*REQUIREMENTS*: Which lines in the listing below contain the word "bounding"? Copy out each one in full.

*PROVIDED INFORMATION*:
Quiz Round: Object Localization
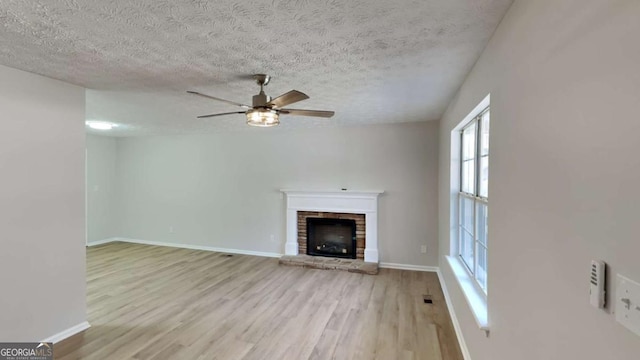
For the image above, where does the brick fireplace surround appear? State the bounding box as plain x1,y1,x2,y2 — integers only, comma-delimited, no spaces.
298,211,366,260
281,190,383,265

...

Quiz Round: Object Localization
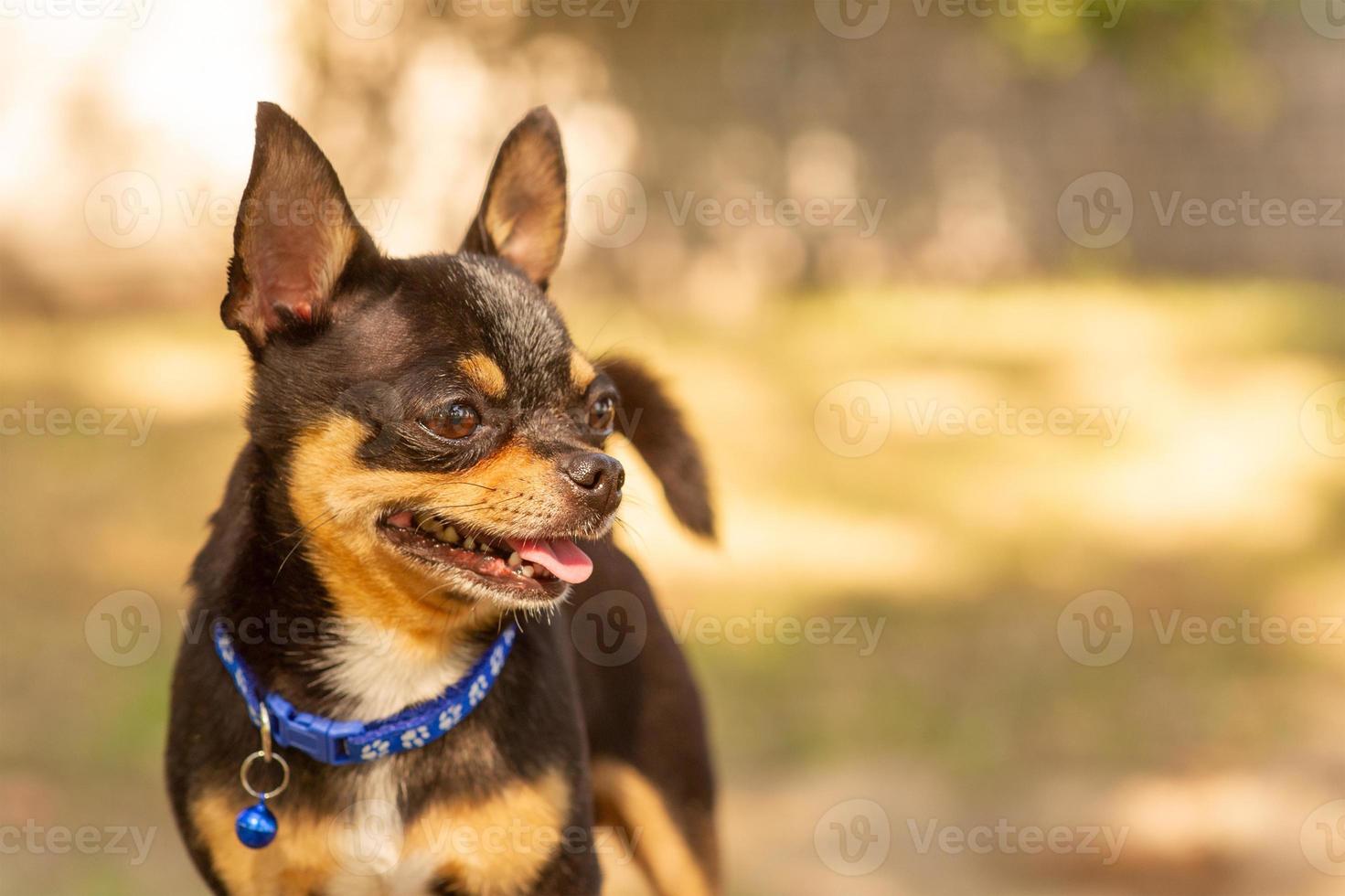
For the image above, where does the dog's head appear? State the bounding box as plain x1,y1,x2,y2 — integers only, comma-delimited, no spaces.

*EXERCISE SOLUTION*:
For the image above, where does the brick fireplace surround appear? State the bounding box as plain x1,y1,x2,y2 — integers only, comma-delimited, no spaces.
For the image above, where does the dog's head appear? State the bounding box as plain x1,y1,x2,y2 — integers only, comma-delimited, no spaces.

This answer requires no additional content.